Write the lines below as a JSON list of strings, one string per line, skipping any blank lines.

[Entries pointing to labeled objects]
-*-*-

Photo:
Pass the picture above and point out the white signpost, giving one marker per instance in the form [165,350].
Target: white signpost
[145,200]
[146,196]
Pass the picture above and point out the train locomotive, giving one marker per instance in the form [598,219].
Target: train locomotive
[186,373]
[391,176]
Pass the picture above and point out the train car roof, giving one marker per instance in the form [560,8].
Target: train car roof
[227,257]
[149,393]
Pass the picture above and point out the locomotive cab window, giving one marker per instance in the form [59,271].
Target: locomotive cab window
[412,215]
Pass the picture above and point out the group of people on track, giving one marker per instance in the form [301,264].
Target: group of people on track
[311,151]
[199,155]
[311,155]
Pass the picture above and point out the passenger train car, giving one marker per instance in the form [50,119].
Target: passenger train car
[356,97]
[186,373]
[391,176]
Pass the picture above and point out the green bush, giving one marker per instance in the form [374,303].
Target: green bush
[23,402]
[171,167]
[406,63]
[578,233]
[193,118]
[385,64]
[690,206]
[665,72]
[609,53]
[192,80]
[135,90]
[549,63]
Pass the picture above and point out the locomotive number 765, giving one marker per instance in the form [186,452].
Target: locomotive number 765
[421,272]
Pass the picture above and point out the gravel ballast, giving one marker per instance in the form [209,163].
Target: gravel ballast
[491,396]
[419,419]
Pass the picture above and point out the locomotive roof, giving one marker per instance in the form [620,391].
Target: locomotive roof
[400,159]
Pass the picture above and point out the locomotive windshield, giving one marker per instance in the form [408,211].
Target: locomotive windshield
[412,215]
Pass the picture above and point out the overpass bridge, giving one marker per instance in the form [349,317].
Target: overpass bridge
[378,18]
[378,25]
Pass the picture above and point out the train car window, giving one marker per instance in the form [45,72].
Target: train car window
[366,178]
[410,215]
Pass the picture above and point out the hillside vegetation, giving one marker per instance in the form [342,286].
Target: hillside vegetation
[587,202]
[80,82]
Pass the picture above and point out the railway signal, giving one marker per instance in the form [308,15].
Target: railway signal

-*-*-

Answer to this task:
[
  "Photo:",
  "Pass the picture above and point out the white signpost, giving one marker per instance in the form [165,350].",
  "Target: white signpost",
  "[145,200]",
  "[146,196]",
  "Pass the picture above and point out the train locomotive, giving one marker per instance in the form [598,219].",
  "Target: train locomotive",
  "[186,373]",
  "[391,176]",
  "Pass the picture above and point out the train car roof, giving one marker per instance in the form [560,8].",
  "Target: train car roof",
  "[227,257]",
  "[149,393]",
  "Pass the picture above and point out the locomotive cab window, giving one marker per instance in the form [59,271].",
  "Target: locomotive cab window",
  "[412,215]",
  "Pass the picture above and point out the group of people on track, giving one marker per instance in the form [301,264].",
  "Target: group of people on track",
  "[311,151]",
  "[199,155]",
  "[311,155]",
  "Pass the picture above and point out the passenger train car, giving one marker per instance in the form [50,119].",
  "Target: passenger train car",
  "[356,97]",
  "[186,373]",
  "[391,176]",
  "Pass the picture above and point out the green bush, giving one marker per instance in the form [374,303].",
  "Target: green bush",
  "[23,402]",
  "[171,167]",
  "[406,63]",
  "[578,233]",
  "[193,118]",
  "[385,64]",
  "[690,206]",
  "[665,72]",
  "[609,53]",
  "[192,80]",
  "[135,90]",
  "[549,63]",
  "Pass the picture above and point out the locomotive number 765, giving one marker per instance in the form [186,452].",
  "Target: locomotive number 765",
  "[421,272]",
  "Pass the picture above and point out the gravel ballast, giving one marker per instance in the form [209,163].",
  "Target: gravel ballast",
  "[491,396]",
  "[419,419]",
  "Pass the picture above and point out the locomotive roof, giving one marker per instance in the form [620,391].",
  "Target: locomotive roof",
  "[400,159]",
  "Pass the picture above and point out the locomotive windshield, giving one marker per instance in the form [408,211].",
  "Target: locomotive windshield",
  "[412,215]",
  "Pass the picture above and point out the overpass bridge, giving one marker per instance in the form [349,317].",
  "Target: overpass bridge",
  "[378,18]",
  "[378,25]",
  "Pass the picture above and point out the train car window, giving one marker per instance in the form [45,72].",
  "Target: train car window",
  "[366,178]",
  "[410,215]",
  "Pass the picture above and point out the hillside vegetation, giving one marker per instance in the form [342,286].",
  "Target: hillside vegetation",
  "[587,202]",
  "[80,82]",
  "Pass the picture above and point out the railway signal, giving one marker per instance in the form [308,15].",
  "Target: railway signal"
]